Object pointing dataset entries
_ _ _ _ _ _ _

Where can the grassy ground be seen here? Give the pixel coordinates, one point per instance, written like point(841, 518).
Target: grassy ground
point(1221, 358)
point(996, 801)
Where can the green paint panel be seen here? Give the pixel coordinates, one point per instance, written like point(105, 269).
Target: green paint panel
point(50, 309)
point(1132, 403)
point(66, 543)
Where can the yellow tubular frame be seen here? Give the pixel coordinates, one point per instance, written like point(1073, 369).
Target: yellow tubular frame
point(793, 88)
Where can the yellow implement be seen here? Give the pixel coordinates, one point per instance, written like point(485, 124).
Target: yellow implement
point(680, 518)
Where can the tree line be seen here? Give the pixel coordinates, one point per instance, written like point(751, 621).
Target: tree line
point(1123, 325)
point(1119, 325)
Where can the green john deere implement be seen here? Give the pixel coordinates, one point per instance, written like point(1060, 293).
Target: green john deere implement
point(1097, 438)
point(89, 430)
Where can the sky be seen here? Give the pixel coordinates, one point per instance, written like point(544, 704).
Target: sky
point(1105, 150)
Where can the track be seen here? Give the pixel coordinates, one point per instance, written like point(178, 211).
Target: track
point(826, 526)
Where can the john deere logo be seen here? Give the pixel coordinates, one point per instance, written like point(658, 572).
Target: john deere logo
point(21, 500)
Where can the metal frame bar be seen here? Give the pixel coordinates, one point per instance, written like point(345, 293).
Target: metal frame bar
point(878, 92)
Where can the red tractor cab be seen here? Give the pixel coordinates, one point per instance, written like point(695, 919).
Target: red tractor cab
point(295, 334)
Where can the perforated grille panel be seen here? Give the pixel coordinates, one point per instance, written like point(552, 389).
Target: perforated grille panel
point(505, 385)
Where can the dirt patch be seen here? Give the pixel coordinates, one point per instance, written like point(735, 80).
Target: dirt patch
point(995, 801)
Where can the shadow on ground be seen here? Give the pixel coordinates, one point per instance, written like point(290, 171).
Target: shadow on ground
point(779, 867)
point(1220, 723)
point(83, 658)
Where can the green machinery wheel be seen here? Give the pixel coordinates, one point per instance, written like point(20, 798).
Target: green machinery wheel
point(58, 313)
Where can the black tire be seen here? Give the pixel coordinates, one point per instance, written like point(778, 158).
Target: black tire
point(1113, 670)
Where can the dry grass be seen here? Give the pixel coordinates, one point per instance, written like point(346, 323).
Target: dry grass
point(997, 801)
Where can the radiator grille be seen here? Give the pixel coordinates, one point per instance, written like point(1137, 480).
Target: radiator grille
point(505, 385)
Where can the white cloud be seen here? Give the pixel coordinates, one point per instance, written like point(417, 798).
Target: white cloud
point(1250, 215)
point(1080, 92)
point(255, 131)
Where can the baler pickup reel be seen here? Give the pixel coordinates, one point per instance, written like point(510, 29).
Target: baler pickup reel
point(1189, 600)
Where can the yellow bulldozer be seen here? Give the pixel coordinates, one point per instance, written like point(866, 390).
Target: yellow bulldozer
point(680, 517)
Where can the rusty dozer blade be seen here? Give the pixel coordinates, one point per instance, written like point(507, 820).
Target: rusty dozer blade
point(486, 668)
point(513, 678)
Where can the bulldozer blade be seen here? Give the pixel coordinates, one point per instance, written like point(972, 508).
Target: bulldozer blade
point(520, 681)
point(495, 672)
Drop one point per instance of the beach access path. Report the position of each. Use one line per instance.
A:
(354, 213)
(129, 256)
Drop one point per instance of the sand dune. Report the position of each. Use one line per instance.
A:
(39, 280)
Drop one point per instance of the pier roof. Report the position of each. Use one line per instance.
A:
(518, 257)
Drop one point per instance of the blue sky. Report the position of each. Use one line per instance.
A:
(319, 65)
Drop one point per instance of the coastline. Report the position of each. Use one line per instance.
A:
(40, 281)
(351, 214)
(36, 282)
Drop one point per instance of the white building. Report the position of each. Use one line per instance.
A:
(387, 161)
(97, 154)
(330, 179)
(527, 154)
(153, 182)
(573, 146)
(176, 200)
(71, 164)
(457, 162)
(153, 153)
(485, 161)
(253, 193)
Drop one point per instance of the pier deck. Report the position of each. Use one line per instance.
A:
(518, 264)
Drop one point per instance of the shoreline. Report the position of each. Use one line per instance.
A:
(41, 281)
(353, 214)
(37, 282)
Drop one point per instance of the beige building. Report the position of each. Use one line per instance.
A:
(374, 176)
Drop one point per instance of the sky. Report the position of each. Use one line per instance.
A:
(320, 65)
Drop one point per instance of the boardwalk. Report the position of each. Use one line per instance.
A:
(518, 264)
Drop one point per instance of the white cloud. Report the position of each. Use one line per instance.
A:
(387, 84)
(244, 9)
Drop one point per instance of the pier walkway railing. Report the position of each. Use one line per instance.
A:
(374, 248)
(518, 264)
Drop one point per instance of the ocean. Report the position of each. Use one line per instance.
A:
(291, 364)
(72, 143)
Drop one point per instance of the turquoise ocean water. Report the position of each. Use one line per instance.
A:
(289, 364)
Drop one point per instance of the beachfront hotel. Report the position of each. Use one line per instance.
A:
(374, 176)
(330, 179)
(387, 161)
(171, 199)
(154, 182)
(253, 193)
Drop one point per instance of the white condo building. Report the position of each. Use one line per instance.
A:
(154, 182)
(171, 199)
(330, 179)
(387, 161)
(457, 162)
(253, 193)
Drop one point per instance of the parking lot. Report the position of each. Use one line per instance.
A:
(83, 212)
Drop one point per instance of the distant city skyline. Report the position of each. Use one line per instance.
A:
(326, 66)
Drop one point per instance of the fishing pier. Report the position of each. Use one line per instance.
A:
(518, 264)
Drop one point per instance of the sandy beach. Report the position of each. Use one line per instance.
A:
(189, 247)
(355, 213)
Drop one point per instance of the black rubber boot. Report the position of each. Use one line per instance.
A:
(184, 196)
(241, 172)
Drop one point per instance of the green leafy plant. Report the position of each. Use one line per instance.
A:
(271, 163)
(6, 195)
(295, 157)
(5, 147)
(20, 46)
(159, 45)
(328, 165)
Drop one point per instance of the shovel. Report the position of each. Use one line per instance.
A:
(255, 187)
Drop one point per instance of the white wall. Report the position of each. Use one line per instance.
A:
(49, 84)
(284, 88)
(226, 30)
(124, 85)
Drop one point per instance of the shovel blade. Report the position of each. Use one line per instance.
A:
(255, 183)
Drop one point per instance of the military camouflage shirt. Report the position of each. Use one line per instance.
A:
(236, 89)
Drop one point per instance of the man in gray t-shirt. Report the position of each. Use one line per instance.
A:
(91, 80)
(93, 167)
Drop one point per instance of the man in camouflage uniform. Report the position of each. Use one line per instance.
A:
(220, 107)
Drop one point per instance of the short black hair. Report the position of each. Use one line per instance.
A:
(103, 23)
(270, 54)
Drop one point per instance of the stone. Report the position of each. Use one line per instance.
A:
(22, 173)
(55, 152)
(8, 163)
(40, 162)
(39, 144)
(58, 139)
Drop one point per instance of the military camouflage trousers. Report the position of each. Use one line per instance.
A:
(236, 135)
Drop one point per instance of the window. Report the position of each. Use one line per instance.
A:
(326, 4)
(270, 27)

_ _ _ _ _ _ _

Return every line of the entries above as a JSON list of strings, one string per line, skipping any blank lines.

[
  "Where can the grassy ground be seen here? Give the pixel coordinates, one point per instance, written like point(841, 518).",
  "Target: grassy ground",
  "point(1221, 358)",
  "point(996, 801)",
  "Where can the green paint panel be seen here? Give the pixel coordinates, one point per instance, written like point(105, 269).",
  "Target: green paint panel",
  "point(50, 309)",
  "point(1132, 403)",
  "point(66, 543)",
  "Where can the yellow tubular frame be seen here? Give the pixel coordinates, one point per instance, written like point(1073, 369).",
  "Target: yellow tubular frame",
  "point(793, 88)",
  "Where can the yellow implement be seen here? Give the pixel coordinates, one point per instance, written like point(485, 124).",
  "Target: yellow implement",
  "point(680, 518)",
  "Where can the tree line be seen here? Give the pixel coordinates, one point per instance, written like point(751, 621).",
  "Target: tree line",
  "point(1123, 325)",
  "point(1119, 325)",
  "Where can the green john deere implement be seen here? Give the pixel coordinates, one point per instance, written like point(1060, 293).",
  "Target: green john deere implement",
  "point(1097, 438)",
  "point(89, 430)",
  "Where can the sky be seen here? Give the pixel coordinates, one point per instance, written like point(544, 704).",
  "Target: sky",
  "point(1105, 150)",
  "Where can the track be seen here? Give the pixel coordinates, one point per instance, written like point(178, 211).",
  "Target: track",
  "point(826, 526)",
  "Where can the john deere logo be seen here? Give the pixel coordinates, one point per instance, written like point(658, 572).",
  "Target: john deere logo",
  "point(21, 500)",
  "Where can the metal frame bar be seen here? Give the pixel coordinates, one point per instance, written like point(345, 293).",
  "Target: metal frame bar",
  "point(878, 92)",
  "Where can the red tractor cab be seen here? Give the pixel coordinates, one point per instance, written like point(695, 919).",
  "Target: red tractor cab",
  "point(295, 334)",
  "Where can the perforated grille panel be seen here? Give the pixel coordinates, one point per instance, written like point(552, 389).",
  "Target: perforated grille panel",
  "point(505, 385)",
  "Where can the dirt patch be seen here? Give the pixel coordinates, one point per instance, written like point(735, 80).",
  "Target: dirt patch",
  "point(995, 801)",
  "Where can the shadow on ground be seen here? Give the pixel coordinates, one point per instance, written like point(290, 171).",
  "Target: shadow on ground",
  "point(779, 867)",
  "point(1220, 723)",
  "point(83, 658)",
  "Where can the green machinery wheel be seen here? Give the pixel coordinates, one point per instance, written like point(20, 798).",
  "Target: green machinery wheel",
  "point(58, 313)",
  "Where can the black tire be seen here? Give the pixel coordinates, one point per instance, written like point(778, 158).",
  "Target: black tire",
  "point(1113, 670)",
  "Where can the dry grass be seen here? Give the pixel coordinates, one point per instance, written like point(346, 323).",
  "Target: dry grass",
  "point(997, 801)",
  "Where can the radiator grille be seen here? Give the pixel coordinates, one point per instance, written like point(1137, 480).",
  "Target: radiator grille",
  "point(505, 385)",
  "Where can the white cloud be seen here? Give the pixel coordinates, one point per instance, written like point(417, 798).",
  "Target: white cloud",
  "point(1250, 215)",
  "point(1080, 92)",
  "point(255, 131)",
  "Where can the baler pickup reel be seen here? Give the pixel coordinates, one point per instance, written like point(510, 29).",
  "Target: baler pickup reel",
  "point(1189, 600)",
  "Where can the yellow bulldozer be seen here? Give the pixel coordinates, one point per instance, written like point(866, 390).",
  "Target: yellow bulldozer",
  "point(680, 517)",
  "Where can the rusty dozer blade be seen here? Give the pixel coordinates, one point per instance, written like point(507, 820).",
  "Target: rusty dozer blade",
  "point(486, 668)",
  "point(513, 678)",
  "Where can the bulldozer blade be seen here? Give the pixel coordinates, one point per instance, written like point(972, 508).",
  "Target: bulldozer blade",
  "point(520, 681)",
  "point(495, 672)",
  "Drop one point per instance of the beach access path. Report the position of each. Use one line per instance.",
  "A:",
  "(354, 213)",
  "(129, 256)",
  "Drop one point per instance of the sand dune. Report the position of each. Use one line per instance.",
  "A:",
  "(39, 280)",
  "Drop one point per instance of the pier roof. Report the position of each. Use one line per instance.",
  "A:",
  "(518, 257)",
  "Drop one point per instance of the blue sky. Report the position of each. Use one line per instance.",
  "A:",
  "(319, 65)",
  "Drop one point per instance of the coastline. Report the position of each. Use one line per instance.",
  "A:",
  "(40, 281)",
  "(351, 214)",
  "(36, 282)",
  "Drop one point per instance of the white building. Report the position of each. Use one line per instance.",
  "A:",
  "(387, 161)",
  "(97, 154)",
  "(330, 179)",
  "(527, 154)",
  "(153, 182)",
  "(573, 146)",
  "(176, 200)",
  "(71, 164)",
  "(457, 162)",
  "(153, 153)",
  "(485, 161)",
  "(253, 193)",
  "Drop one point per instance of the pier deck. Report the position of each. Use one line per instance.",
  "A:",
  "(518, 264)",
  "Drop one point per instance of the shoreline. Report the position of each. Use one line per instance.",
  "A:",
  "(41, 281)",
  "(353, 214)",
  "(37, 282)",
  "Drop one point per instance of the beige building. Report the position of each. Use one line per instance.",
  "A:",
  "(374, 176)",
  "Drop one point per instance of the sky. Report the position of each. Use one line per instance.",
  "A:",
  "(320, 65)",
  "Drop one point per instance of the boardwalk. Report the position of each. Use one line per instance.",
  "A:",
  "(518, 264)",
  "Drop one point per instance of the white cloud. Report the position of each. Use one line per instance.",
  "A:",
  "(387, 84)",
  "(244, 9)",
  "Drop one point per instance of the pier walkway railing. Report the position of each. Use one line per instance.",
  "A:",
  "(374, 248)",
  "(518, 264)",
  "Drop one point per instance of the ocean. Report the position of each. Use one line per instance.",
  "A:",
  "(291, 364)",
  "(72, 143)",
  "Drop one point per instance of the turquoise ocean water. Report the position of each. Use one line per instance.",
  "A:",
  "(289, 364)",
  "Drop one point per instance of the beachfront hotel. Report the position of each. Use one line per instance.",
  "A:",
  "(374, 176)",
  "(330, 179)",
  "(387, 161)",
  "(171, 199)",
  "(154, 182)",
  "(253, 193)",
  "Drop one point per instance of the white condo building. Report the position of each. Use one line per instance.",
  "A:",
  "(154, 182)",
  "(171, 199)",
  "(330, 179)",
  "(387, 161)",
  "(457, 162)",
  "(253, 193)",
  "Drop one point per instance of the parking lot. Report the position of each. Use one line per instance.",
  "A:",
  "(83, 212)",
  "Drop one point per instance of the distant city skyline. Report the position of each. Use one line per instance.",
  "A:",
  "(326, 66)",
  "Drop one point per instance of the fishing pier. Report the position of each. Use one line per instance.",
  "A:",
  "(518, 264)",
  "Drop one point per instance of the sandy beach. Report the position of each. Use one line per instance.",
  "A:",
  "(189, 247)",
  "(355, 213)",
  "Drop one point per instance of the black rubber boot. Report the position of each. Use one line per instance.",
  "A:",
  "(184, 196)",
  "(241, 172)",
  "Drop one point per instance of the green leafy plant. Report the position of each. Use one line per instance.",
  "A:",
  "(271, 163)",
  "(6, 195)",
  "(295, 157)",
  "(5, 147)",
  "(20, 46)",
  "(159, 45)",
  "(328, 165)",
  "Drop one point per instance of the shovel. Report the position of each. Use one line per instance.",
  "A:",
  "(255, 187)",
  "Drop one point per instance of the white wall. Report the position of each. Use one line per instance.",
  "A:",
  "(49, 84)",
  "(284, 88)",
  "(226, 30)",
  "(124, 85)",
  "Drop one point per instance of the shovel blade. Report the position of each. Use one line per instance.",
  "A:",
  "(255, 183)",
  "Drop one point per instance of the military camouflage shirt. Report the position of each. Use one line per instance.",
  "A:",
  "(236, 89)",
  "Drop one point per instance of the man in gray t-shirt. Report the position of each. Use one line per instance.",
  "A:",
  "(91, 80)",
  "(93, 167)",
  "Drop one point per instance of the man in camouflage uniform. Report the position of each. Use one line per instance.",
  "A:",
  "(220, 107)",
  "Drop one point per instance of the short black hair. Report the position of each. Use one line per instance.",
  "A:",
  "(103, 23)",
  "(270, 54)",
  "Drop one point per instance of the stone. Report the position of each. Use one line per instance.",
  "A:",
  "(22, 173)",
  "(55, 152)",
  "(8, 163)",
  "(40, 162)",
  "(39, 144)",
  "(58, 139)",
  "Drop one point per instance of the military camouflage trousers. Report the position of each. Use one line per instance.",
  "A:",
  "(236, 135)",
  "Drop one point per instance of the window. Report the position of each. Use one line per instance.",
  "A:",
  "(326, 4)",
  "(270, 27)"
]